Extract to read -
--- --- ---

THE HOUSE OF SEKHON - YOUR PARTNER IN CAPITAL ASSETS CREATION. USING FREE MARKETS TO CREATE A RICHER, FREER, HAPPIER WORLD !!!!!

When Best Books Lists Miss the Mark

One fears for Robert McCrum’s ocular health. Fiction and non-fiction writer and literary journalist McCrum recently completed his selection for The Guardian of the 100 best non-fiction books of all time – which followed his selection of the 100 best novels written in English, published in 2015.

McCrum spent two years choosing which masterpieces of imagination to anoint; and another two years bestowing his blessing on works ostensibly founded on fact – even though his non-fiction roll-call includes, bizarrely, drama (Waiting for Godot by Samuel Beckett) and poetry (TS Eliot’s The Waste Land; North by Seamus Heaney). “All time” is a long time, so peering in deep concentration at each book in the service of his weekly newspaper review column, McCrum must have found himself going cross-eyed now and again, given the intensity of his task; as many members of his audience must also have done, but for different reasons.

Best Books Lists Prestige February
Waiting for Godot by Samuel Beckett

It’s probably safe to say that neither of his diligently assembled greatest-hits lists has generated the sort of frank exchange of views in the pub that might be prompted by arguments about Oscar winners or the all-time world’s greatest footballer. That’s not to say social-media comments on McCrum’s alleged biases, proclivities and cultural outlook haven’t been, at times, spiky or even outraged.

--- --- ---

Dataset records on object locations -
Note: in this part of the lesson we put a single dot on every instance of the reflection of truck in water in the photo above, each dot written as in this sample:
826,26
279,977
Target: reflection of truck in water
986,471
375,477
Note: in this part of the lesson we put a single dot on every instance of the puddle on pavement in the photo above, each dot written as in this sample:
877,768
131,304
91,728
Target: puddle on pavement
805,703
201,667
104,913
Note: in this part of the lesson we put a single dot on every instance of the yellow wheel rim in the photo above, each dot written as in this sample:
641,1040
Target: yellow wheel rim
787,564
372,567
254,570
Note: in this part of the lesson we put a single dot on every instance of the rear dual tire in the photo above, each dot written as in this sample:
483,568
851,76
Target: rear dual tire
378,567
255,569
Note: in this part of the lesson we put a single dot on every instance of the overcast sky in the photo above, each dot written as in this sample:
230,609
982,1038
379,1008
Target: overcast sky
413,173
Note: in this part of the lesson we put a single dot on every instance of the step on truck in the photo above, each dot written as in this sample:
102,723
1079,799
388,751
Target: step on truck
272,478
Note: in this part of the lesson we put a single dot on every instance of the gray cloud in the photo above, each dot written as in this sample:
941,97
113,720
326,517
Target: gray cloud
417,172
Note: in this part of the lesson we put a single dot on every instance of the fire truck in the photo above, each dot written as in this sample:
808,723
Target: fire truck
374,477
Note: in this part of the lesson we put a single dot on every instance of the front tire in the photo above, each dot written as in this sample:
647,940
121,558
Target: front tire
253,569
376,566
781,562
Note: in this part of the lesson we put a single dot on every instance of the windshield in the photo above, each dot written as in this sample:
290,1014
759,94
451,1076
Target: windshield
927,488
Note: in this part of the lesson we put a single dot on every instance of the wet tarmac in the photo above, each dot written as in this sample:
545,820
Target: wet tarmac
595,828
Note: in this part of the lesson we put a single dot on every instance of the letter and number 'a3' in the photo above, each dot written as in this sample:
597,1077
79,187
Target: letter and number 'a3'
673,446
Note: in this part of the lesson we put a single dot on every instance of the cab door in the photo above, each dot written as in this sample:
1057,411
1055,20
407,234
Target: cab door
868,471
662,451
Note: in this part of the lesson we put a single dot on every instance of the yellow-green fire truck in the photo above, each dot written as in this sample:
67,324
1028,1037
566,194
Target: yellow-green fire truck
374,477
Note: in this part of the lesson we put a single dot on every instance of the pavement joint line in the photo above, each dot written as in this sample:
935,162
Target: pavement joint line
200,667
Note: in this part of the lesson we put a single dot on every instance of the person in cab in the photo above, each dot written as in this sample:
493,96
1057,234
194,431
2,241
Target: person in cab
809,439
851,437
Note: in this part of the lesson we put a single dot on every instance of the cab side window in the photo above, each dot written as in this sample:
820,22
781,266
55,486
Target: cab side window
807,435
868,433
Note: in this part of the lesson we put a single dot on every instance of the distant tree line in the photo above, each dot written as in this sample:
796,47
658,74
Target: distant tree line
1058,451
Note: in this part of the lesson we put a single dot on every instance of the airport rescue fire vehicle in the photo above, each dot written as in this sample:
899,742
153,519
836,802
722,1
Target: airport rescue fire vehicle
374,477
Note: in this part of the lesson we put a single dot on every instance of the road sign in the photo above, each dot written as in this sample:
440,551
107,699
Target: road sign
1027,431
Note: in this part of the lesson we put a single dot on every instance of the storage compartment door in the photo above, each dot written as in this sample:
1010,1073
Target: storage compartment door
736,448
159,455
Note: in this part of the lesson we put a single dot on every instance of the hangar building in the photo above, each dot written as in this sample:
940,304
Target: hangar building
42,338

--- --- ---

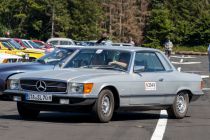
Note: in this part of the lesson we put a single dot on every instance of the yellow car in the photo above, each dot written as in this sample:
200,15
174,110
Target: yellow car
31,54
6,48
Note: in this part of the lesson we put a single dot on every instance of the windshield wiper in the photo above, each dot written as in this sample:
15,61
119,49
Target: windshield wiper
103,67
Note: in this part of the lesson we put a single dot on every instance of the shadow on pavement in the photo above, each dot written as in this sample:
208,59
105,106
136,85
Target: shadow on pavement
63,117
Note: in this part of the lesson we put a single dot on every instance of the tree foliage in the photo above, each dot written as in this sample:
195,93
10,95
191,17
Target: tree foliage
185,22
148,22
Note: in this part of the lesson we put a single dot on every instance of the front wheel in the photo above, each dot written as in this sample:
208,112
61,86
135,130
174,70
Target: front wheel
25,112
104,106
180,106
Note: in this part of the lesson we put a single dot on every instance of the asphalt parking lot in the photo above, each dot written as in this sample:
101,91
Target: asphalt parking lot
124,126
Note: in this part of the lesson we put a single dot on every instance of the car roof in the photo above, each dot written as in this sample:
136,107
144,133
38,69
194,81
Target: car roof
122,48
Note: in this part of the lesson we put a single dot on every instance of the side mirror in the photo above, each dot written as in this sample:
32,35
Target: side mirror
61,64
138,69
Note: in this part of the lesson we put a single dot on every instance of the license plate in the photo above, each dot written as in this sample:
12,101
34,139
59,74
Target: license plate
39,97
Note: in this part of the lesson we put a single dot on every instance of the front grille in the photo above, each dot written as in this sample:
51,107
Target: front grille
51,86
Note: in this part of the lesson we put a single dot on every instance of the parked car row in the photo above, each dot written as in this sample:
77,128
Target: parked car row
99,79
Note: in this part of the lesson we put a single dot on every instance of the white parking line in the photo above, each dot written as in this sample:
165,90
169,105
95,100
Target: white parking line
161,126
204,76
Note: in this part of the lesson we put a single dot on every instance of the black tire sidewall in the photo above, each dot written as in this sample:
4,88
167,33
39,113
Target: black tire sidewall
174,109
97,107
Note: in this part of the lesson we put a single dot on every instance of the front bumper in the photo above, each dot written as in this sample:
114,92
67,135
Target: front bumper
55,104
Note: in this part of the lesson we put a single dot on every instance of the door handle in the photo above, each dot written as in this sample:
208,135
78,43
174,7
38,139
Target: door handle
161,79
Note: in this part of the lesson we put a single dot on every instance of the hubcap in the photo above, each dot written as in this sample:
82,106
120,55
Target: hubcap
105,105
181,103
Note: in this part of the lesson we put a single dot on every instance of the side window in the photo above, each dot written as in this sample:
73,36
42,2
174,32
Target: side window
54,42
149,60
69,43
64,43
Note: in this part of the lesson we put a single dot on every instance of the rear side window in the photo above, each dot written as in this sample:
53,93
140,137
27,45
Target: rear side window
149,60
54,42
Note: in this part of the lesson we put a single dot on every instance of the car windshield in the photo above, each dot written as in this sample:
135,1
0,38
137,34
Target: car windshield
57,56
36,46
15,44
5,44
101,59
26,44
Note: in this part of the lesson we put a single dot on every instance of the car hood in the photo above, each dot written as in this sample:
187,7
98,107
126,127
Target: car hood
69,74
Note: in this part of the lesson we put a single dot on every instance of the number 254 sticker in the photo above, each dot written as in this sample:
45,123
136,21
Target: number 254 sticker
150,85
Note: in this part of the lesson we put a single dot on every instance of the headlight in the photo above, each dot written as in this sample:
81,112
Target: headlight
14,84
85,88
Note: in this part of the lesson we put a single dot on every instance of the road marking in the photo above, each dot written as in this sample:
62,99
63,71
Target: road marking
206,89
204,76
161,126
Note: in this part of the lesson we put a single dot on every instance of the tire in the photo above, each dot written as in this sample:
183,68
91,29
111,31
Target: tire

--- --- ---

Exercise goal -
Answer these questions about the article on best books lists:
1. In what year was McCrum's list of the 100 best novels written in English published?
2. Which play does the text say appears on McCrum's non-fiction list?
3. What two topics of pub arguments does the text compare with his lists?

Written response -
1. 2015
2. Waiting for Godot by Samuel Beckett
3. Oscar winners and the all-time world's greatest footballer